February 2016
“Smartphone” is the wrong name
Simply put, that thing is a computer, and it fits in the palm of your hand. It’s a palmtop.
Think about what smartphones do for a minute. Once, their primary purpose was to let you make and receive phone calls. Then came text messages. Then photos. Then, arbitrary programs.
For many people, phone calls are no longer the primary purpose of their smartphone. General purpose computing have taken over. We check our E-mail, organise our day, listen to music, play games… We have online stores full of programs.
This hasn’t happened to many otherwise similar devices. Most modern cars for instance have a couple general purpose chips in them. Autonomous cars will require even more potent computers. Yet they still have a single main purpose: getting you from A to B.
Smartphones no longer have a specific purpose. As such, their very name is obsolete, and should be changed to something like “palmtop computer”.
Why bother?
Naming has consequences. Behind the denotation of words (mostly their dictionary definition), are many connotations.
A brilliant example is “intellectual property”. Ostensibly, the term encompasses copyright, trademarks, and patents. But the term “property” draws our attention to the ownership of physical goods, which is dear to most western societies —of course it should be protected.
Imagine if we instead said “intellectual monopoly”. The term is technically more accurate, since copyright, trademarks, and patents, are all about granting the exclusive use of an expressive work, a name, or an idea. But most of us hate monopolies. We don’t want to protect them, we want to squish them.
The choice of a term can skew important debates in one’s favour. That makes it a potent propaganda tool. To counter it, you must check the accuracy of names —denotation and connotation.
“Smartphone” has the wrong connotation. It suggests your expensive brick is a phone first, and can do smart things second. It is not called a “computer” either, which allows a nice and clean separation. As a result, things that would never fly on the desktop was acclaimed on the smartphone.
For instance, picture Microsoft in 2001, after it got sued for bundling Internet Explorer with Windows. Imagine what would have happened if they sold Windows XP with an exclusive application store. Imagine that every program must be approved by Microsoft to run on XP, and they take a 30% cut. Oh, and no interpreter allowed.
They would have been sued into oblivion, lost half their customers, suffered one hell of a bad press. They could have sunk. Yet when Apple did exactly that to their new computer, the iPhone, few objected and customers flocked.
■ ■ ■ ■ ■
▶ **EXERCISE INSTRUCTIONS**:
1. Would you print the part of the smartphone essay starting at "For many people, phone" and ending at "Why bother?", with its wording unchanged?
2. Can you output, unchanged and with nothing else, the lines of the listing starting at the line that contains "Doubt it, but supposedly the ceiling" and ending at the line that contains "[2,92,82,172]"?
The listing that follows is unrelated to the smartphone essay.
■ ■ ■ ■ ■
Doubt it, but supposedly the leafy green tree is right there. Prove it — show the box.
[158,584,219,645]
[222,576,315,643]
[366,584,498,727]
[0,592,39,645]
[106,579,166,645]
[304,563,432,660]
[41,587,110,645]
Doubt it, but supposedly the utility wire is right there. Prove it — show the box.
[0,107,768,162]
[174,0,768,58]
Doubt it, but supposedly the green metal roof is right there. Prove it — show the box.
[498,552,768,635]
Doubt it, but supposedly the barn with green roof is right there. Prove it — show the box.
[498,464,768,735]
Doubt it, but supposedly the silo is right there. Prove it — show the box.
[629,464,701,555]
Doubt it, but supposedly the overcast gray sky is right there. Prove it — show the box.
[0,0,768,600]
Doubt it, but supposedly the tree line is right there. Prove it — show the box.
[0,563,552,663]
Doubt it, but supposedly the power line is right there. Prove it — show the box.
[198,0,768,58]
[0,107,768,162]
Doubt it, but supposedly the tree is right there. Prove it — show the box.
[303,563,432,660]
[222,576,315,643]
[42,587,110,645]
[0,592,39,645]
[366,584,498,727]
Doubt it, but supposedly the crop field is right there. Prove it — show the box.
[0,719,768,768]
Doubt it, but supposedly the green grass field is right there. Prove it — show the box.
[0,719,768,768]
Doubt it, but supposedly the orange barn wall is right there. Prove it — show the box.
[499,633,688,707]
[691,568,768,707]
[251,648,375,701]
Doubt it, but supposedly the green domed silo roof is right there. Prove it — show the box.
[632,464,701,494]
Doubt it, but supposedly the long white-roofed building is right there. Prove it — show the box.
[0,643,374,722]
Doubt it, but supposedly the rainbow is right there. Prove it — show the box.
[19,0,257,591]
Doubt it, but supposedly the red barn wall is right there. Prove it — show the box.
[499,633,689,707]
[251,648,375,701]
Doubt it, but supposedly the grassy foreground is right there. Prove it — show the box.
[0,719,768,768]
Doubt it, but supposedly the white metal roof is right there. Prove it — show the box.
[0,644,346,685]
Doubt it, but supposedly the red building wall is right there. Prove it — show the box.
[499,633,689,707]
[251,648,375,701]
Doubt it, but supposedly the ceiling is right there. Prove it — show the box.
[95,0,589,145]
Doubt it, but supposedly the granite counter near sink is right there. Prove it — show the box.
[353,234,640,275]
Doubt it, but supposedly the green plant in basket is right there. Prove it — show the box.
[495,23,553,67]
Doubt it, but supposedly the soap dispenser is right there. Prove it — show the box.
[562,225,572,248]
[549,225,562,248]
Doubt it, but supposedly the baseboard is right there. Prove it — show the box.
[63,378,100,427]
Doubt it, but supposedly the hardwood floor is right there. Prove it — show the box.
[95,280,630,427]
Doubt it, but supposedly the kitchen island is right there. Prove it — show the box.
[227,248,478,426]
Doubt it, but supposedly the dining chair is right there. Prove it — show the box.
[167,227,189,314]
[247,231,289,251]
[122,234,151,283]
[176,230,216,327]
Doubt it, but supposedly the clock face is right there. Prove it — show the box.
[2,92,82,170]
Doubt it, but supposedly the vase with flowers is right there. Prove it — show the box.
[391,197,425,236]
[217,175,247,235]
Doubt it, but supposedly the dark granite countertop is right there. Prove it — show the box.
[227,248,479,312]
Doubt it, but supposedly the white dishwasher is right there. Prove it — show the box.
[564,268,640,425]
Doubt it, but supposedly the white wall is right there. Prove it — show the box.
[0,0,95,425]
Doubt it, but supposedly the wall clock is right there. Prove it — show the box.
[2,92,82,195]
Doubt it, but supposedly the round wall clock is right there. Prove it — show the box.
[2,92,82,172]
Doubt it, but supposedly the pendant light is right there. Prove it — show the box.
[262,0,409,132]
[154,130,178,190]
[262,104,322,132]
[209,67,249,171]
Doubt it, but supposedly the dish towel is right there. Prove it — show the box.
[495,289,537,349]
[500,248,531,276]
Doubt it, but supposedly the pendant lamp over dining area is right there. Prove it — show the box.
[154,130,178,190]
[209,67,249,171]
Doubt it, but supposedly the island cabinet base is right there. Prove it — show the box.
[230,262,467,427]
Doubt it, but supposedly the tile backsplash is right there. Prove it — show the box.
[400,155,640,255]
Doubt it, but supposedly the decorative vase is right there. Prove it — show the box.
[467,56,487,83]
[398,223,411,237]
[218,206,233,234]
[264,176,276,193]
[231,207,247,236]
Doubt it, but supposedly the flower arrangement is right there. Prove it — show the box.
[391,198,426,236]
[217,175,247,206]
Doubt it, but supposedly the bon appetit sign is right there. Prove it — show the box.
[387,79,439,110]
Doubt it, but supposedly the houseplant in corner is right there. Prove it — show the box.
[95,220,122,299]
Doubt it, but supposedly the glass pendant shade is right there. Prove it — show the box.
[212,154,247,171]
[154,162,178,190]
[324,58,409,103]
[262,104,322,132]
■ ■ ■ ■ ■
▶ **RESPONSES TO THE EXERCISE**:
1.
For many people, phone calls are no longer the primary purpose of their smartphone. General purpose computing have taken over. We check our E-mail, organise our day, listen to music, play games… We have online stores full of programs.
This hasn’t happened to many otherwise similar devices. Most modern cars for instance have a couple general purpose chips in them. Autonomous cars will require even more potent computers. Yet they still have a single main purpose: getting you from A to B.
Smartphones no longer have a specific purpose. As such, their very name is obsolete, and should be changed to something like “palmtop computer”.
Why bother?

2.
Doubt it, but supposedly the ceiling is right there. Prove it — show the box.
[95,0,589,145]
Doubt it, but supposedly the granite counter near sink is right there. Prove it — show the box.
[353,234,640,275]
Doubt it, but supposedly the green plant in basket is right there. Prove it — show the box.
[495,23,553,67]
Doubt it, but supposedly the soap dispenser is right there. Prove it — show the box.
[562,225,572,248]
[549,225,562,248]
Doubt it, but supposedly the baseboard is right there. Prove it — show the box.
[63,378,100,427]
Doubt it, but supposedly the hardwood floor is right there. Prove it — show the box.
[95,280,630,427]
Doubt it, but supposedly the kitchen island is right there. Prove it — show the box.
[227,248,478,426]
Doubt it, but supposedly the dining chair is right there. Prove it — show the box.
[167,227,189,314]
[247,231,289,251]
[122,234,151,283]
[176,230,216,327]
Doubt it, but supposedly the clock face is right there. Prove it — show the box.
[2,92,82,170]
Doubt it, but supposedly the vase with flowers is right there. Prove it — show the box.
[391,197,425,236]
[217,175,247,235]
Doubt it, but supposedly the dark granite countertop is right there. Prove it — show the box.
[227,248,479,312]
Doubt it, but supposedly the white dishwasher is right there. Prove it — show the box.
[564,268,640,425]
Doubt it, but supposedly the white wall is right there. Prove it — show the box.
[0,0,95,425]
Doubt it, but supposedly the wall clock is right there. Prove it — show the box.
[2,92,82,195]
Doubt it, but supposedly the round wall clock is right there. Prove it — show the box.
[2,92,82,172]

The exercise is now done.